(WORK ORDER 1) Please edit the records from the line with "For each <instance>" up to and including the line with "box: [457, 377, 484, 420]", putting "hints" in place of "prompts" and leaving everything else unchanged.

*** Opening of SELECTED EXTRACT ***

Tutorial - Custom serialization protocols¶
dds
can accomodate a large assortment of python objects by default, using the python pickle
module. Sometimes, though, it can be useful to give a special treatment for some types of objects:
- if the object is not compatible with the default
pickle
module - if the default behaviour is not desirable, for example because it is too slow or not compatible with downstream applications
This tutorial is going to show how to change the storage representation of objects. Let us start with a datafunction that returns a list of statistics:
We are going first to define where our final data will be stored, which will be in a local temporary directory for the sake of this example. If the concept of data directory is unfamiliar, consult the user guide.
data_dir = "/tmp/dds/tut_custom_types/data_main"
The next cell instructs dds
to store the content to the data directory, with the associated blob directory.
import dds
dds.set_store("local",
data_dir=data_dir,
internal_dir="/tmp/dds/tut_custom_types/internal")
As an example throughout this tutorial, we are going to have a function that returns an image, in this case of type png
. This image will be loaded through the PIL
library. As usual, Jupyter can directly display the image that we load and it can be wrapped as a data function with dds
.

*** Close of SELECTED EXTRACT ***
*** Opening of SOURCE DATA ***

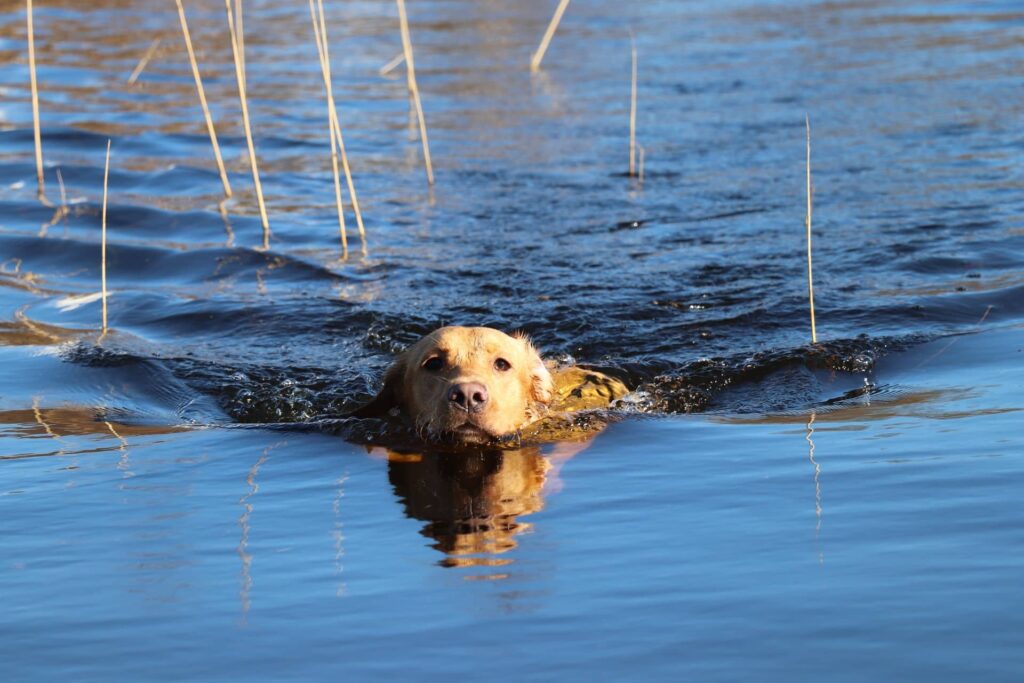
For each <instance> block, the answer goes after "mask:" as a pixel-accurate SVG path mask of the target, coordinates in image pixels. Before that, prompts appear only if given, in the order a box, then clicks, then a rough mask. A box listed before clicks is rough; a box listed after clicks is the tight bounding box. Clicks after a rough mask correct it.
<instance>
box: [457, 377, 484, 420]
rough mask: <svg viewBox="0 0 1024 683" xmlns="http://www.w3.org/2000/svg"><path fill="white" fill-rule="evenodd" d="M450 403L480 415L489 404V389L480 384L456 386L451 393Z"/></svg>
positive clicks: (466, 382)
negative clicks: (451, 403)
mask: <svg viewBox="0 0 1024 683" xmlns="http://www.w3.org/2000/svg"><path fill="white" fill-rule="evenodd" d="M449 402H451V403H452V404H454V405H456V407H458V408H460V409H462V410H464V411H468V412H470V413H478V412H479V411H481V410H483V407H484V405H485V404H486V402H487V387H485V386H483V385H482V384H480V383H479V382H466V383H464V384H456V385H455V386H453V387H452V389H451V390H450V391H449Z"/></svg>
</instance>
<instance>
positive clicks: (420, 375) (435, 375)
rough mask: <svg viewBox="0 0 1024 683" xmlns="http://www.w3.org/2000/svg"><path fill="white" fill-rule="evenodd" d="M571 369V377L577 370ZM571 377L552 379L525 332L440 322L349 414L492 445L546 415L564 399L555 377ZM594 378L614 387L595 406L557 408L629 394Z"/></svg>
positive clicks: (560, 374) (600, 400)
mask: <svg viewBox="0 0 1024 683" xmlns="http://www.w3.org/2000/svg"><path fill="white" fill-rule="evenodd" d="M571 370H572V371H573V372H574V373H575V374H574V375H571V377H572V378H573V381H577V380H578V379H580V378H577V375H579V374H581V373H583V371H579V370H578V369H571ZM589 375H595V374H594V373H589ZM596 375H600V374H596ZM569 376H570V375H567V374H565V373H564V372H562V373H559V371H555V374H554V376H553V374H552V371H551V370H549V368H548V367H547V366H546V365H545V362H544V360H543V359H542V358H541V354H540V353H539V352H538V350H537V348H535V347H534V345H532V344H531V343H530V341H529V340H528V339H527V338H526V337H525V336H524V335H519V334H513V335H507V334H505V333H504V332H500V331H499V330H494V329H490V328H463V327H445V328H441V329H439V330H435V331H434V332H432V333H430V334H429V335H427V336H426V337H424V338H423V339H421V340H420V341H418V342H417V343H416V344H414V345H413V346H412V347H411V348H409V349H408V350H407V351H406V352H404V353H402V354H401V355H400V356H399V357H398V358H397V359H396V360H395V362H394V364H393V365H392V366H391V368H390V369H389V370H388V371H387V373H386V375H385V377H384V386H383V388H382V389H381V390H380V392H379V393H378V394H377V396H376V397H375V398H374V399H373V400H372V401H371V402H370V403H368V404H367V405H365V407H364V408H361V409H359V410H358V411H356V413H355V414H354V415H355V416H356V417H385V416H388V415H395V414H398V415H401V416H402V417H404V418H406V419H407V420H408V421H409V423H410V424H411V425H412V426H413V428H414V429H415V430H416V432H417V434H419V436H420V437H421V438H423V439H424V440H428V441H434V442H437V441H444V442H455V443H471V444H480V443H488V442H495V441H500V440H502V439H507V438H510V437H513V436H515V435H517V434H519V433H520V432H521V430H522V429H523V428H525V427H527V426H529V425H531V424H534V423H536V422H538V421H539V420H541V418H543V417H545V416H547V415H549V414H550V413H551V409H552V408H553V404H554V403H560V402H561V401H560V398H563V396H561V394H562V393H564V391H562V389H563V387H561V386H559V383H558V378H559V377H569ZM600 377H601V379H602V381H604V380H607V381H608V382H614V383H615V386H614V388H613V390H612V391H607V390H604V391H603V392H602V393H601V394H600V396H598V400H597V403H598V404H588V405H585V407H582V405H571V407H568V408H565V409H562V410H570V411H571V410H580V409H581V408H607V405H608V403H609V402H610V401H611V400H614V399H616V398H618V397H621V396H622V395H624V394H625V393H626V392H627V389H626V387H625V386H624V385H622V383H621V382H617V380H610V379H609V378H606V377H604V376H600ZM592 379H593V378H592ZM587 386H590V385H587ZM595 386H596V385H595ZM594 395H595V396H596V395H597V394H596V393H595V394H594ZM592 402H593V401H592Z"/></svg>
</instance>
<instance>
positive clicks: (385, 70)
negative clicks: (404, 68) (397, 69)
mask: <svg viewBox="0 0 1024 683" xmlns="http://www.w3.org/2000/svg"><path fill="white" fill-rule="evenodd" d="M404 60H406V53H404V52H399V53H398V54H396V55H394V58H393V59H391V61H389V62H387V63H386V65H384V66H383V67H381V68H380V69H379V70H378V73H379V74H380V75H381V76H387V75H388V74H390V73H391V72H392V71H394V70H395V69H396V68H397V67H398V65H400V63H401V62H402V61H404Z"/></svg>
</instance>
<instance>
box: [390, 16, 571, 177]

*** Close of SOURCE DATA ***
*** Opening of SOURCE DATA ***

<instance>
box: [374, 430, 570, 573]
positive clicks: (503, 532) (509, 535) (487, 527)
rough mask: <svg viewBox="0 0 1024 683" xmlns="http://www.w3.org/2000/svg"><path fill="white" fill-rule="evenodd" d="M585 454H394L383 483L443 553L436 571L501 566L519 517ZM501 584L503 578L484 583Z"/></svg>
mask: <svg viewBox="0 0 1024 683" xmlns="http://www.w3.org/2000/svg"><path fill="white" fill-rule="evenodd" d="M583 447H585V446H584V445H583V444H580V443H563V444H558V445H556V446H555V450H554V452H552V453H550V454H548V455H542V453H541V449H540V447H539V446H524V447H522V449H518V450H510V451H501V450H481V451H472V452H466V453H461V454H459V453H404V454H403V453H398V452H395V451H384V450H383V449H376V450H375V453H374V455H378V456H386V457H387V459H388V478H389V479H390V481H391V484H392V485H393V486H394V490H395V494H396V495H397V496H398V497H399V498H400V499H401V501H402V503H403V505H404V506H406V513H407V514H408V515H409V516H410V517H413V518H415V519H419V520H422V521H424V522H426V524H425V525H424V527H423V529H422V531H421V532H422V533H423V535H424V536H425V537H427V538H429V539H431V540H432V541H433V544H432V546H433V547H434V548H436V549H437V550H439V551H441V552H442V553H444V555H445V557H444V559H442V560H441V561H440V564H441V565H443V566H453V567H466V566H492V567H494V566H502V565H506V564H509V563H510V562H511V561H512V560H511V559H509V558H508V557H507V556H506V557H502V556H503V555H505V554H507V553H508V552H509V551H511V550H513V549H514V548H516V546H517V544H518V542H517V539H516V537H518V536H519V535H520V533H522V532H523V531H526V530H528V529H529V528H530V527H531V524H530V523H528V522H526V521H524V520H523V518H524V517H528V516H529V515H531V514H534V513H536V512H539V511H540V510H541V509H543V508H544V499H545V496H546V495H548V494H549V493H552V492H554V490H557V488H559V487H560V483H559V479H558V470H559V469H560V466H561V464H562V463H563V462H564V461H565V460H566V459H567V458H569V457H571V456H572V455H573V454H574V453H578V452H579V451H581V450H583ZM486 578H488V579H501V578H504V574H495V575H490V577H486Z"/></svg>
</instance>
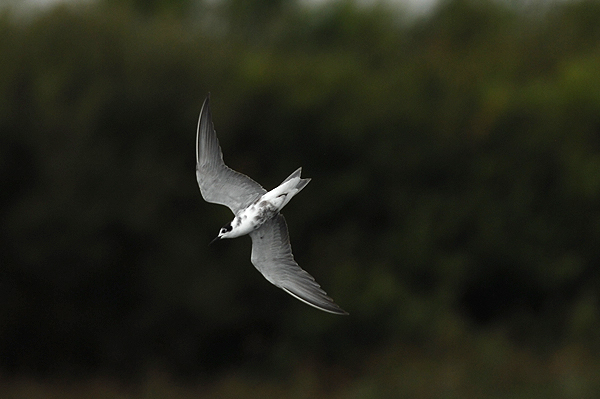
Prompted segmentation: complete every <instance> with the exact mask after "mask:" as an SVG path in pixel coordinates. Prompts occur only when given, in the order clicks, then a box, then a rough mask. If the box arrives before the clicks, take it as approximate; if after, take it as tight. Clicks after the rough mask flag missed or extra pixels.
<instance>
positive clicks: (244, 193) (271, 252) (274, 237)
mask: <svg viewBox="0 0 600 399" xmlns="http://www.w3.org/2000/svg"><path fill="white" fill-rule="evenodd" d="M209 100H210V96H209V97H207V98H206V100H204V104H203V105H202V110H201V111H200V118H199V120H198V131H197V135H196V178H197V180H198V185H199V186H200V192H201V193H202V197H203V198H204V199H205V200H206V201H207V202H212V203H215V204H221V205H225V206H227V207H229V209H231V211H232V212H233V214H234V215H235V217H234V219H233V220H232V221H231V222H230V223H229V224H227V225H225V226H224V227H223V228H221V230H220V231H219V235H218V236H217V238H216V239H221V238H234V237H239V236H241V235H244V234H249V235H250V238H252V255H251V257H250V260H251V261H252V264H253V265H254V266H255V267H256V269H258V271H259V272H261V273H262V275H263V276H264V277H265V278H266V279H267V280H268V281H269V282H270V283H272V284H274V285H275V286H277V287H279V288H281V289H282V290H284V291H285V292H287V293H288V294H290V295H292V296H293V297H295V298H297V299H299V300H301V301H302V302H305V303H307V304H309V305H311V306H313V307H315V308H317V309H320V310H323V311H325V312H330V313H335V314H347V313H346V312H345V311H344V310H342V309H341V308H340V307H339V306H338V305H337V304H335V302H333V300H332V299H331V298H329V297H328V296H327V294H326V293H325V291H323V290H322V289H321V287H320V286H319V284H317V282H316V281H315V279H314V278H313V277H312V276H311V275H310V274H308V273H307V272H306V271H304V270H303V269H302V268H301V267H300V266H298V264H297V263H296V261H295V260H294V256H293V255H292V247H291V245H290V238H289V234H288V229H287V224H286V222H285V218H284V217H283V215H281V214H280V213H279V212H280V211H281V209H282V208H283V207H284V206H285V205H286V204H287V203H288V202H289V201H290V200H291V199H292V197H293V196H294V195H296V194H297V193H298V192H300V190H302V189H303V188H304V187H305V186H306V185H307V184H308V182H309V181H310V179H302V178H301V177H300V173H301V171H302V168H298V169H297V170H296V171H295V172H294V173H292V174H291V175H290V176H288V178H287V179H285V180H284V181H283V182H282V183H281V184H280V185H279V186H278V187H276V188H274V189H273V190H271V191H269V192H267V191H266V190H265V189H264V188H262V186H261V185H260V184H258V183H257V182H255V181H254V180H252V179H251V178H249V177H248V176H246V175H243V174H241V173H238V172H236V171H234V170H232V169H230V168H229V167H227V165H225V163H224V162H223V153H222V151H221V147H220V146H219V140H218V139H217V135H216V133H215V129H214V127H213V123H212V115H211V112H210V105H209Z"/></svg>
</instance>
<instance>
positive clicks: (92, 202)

*** Close of SOURCE DATA ***
*** Opening of SOURCE DATA ***

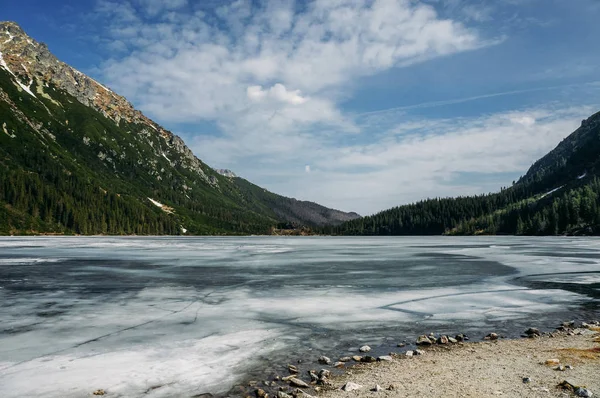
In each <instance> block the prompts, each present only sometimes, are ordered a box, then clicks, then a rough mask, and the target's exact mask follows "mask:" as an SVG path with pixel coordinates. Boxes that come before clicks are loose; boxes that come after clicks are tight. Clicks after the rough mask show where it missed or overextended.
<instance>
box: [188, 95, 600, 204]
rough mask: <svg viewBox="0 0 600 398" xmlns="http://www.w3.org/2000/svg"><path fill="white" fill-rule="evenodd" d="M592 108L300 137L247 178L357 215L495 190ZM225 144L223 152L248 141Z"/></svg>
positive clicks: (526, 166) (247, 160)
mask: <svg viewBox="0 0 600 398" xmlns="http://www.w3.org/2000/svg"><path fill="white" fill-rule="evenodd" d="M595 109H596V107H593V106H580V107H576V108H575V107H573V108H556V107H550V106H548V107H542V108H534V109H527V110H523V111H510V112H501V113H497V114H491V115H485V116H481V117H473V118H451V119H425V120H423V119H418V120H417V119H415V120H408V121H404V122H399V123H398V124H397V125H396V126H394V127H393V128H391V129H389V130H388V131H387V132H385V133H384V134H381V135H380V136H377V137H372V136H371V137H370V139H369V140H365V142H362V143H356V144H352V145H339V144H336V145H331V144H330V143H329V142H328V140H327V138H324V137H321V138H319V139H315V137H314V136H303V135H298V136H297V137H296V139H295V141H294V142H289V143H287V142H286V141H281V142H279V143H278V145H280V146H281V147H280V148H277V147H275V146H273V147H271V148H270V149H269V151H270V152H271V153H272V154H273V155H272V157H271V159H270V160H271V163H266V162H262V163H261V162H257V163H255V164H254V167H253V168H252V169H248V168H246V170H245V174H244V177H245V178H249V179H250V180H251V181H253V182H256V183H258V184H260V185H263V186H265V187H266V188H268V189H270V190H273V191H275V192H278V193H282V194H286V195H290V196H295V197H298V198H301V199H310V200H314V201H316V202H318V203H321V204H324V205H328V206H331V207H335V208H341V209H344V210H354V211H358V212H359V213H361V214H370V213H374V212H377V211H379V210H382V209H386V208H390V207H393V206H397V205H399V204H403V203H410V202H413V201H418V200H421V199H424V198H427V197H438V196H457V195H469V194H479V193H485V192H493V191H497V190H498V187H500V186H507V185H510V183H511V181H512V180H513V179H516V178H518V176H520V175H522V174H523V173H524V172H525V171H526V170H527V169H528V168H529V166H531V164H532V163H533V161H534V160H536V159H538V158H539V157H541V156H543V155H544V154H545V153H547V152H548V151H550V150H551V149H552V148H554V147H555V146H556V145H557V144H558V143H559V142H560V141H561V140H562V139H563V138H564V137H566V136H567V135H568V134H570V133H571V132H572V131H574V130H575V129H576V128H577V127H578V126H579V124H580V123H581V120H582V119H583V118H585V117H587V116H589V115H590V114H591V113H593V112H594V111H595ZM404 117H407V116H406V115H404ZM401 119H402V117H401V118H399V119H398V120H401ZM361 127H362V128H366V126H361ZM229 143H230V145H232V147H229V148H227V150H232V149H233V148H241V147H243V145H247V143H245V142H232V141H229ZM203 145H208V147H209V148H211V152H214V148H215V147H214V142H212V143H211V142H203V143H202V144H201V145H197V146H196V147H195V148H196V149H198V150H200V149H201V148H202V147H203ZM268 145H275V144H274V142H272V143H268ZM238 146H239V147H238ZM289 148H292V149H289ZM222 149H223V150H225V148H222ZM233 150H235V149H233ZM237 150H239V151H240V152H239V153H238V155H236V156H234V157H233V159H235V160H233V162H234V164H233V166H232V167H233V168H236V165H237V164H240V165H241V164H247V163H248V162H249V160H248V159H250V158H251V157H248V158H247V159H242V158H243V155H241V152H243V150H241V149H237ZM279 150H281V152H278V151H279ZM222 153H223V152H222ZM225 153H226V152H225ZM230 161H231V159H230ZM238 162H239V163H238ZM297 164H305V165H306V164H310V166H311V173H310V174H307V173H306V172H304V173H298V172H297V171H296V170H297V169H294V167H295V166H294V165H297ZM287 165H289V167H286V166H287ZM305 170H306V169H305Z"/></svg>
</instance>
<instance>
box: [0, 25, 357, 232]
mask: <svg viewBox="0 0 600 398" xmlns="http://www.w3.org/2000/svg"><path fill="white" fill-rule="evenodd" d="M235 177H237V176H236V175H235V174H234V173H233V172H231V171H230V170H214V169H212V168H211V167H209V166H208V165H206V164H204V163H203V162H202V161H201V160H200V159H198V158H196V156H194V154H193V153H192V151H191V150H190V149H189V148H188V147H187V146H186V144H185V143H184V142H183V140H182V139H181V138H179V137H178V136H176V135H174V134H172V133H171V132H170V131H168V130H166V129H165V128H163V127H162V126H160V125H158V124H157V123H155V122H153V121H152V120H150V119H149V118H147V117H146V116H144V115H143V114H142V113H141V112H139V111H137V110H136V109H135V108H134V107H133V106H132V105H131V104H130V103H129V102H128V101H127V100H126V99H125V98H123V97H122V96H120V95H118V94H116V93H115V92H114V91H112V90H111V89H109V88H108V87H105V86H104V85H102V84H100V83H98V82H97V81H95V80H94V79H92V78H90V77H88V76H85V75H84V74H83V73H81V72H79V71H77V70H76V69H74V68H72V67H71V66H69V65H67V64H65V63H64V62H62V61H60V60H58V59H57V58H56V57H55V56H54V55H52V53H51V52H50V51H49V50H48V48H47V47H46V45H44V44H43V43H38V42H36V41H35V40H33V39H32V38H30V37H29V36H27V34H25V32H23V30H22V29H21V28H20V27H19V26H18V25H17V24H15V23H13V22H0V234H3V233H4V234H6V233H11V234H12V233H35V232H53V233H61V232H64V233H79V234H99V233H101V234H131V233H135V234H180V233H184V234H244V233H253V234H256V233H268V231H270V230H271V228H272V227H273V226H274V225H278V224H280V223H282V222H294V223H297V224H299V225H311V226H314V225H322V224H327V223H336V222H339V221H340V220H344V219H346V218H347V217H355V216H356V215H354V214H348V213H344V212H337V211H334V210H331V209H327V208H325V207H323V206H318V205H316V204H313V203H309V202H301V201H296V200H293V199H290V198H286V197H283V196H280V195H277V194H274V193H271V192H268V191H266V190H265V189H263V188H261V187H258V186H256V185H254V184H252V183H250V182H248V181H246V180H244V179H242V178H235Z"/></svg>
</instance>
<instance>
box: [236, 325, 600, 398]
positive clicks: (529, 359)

*** Close of SOURCE DATA ***

(WORK ORDER 2) Resume the tutorial on custom serialization protocols, starting right after its last sentence.

(FINAL ANSWER 1)
For each <instance> block, the answer goes after "mask:" as a pixel-accurate SVG path mask of the target, coordinates in image pixels. Before that, hints appear only if given, in the order a box, then clicks, then a rough mask. A box listed before clicks is rough; a box listed after clicks is the tight bounding box. Clicks after a rough mask correct it.
<instance>
box: [457, 377, 484, 420]

(FINAL ANSWER 2)
from PIL import Image
import dds
@dds.data_function("/my_image")
def image_moon():
return Image.open('tut_custom_types_moon.png')
image_moon()
Because we are using dds
, the image object is also stored under the path my_image
into the data directory. However, if we try to directly load that image, using Jupyter's image display facilities, it will fail:
import IPython.display
IPython.display.Image(filename=f'{data_dir}/my_image', format="PNG")
Why? Nothing instructs dds
to store a copy of the image into a readable format, and dds
in this current version does not know anything specific about images read with the PIL
module. This can be checked directly by inspecting the content of the my_image
file, which will reveal it is stored using the default format for python objects (pickle).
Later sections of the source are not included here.